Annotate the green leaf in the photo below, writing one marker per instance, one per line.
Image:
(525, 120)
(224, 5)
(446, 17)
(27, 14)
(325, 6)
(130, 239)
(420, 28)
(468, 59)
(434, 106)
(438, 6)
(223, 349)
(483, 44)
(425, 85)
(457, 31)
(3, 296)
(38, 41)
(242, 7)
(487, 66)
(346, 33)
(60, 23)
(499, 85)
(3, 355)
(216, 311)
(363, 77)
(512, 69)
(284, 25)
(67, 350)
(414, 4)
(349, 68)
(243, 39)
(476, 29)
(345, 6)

| The problem |
Output the entries exactly.

| Answer to this exercise |
Annotate the green leaf in the photo below, writing one marker per instance, one per line.
Image:
(525, 120)
(224, 5)
(446, 17)
(27, 14)
(325, 6)
(130, 239)
(420, 28)
(468, 59)
(434, 106)
(438, 6)
(223, 349)
(483, 44)
(425, 85)
(457, 31)
(3, 296)
(38, 41)
(242, 7)
(487, 66)
(346, 33)
(60, 23)
(499, 85)
(3, 355)
(216, 311)
(363, 77)
(512, 69)
(284, 25)
(67, 350)
(414, 4)
(349, 68)
(243, 39)
(476, 29)
(345, 6)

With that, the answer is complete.